▶ What the task requires: Convert the data below into a two-column CSV with the headers "query" and "location", one row per text and its answer. Put each field in double quotes and replace any line breaks with spaces.

▶ Provided data:
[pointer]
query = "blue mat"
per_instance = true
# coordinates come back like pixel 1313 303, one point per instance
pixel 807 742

▶ Task solution:
query,location
"[pointer] query = ""blue mat"" per_instance = true # coordinates come back like pixel 1313 303, one point per instance","pixel 807 742"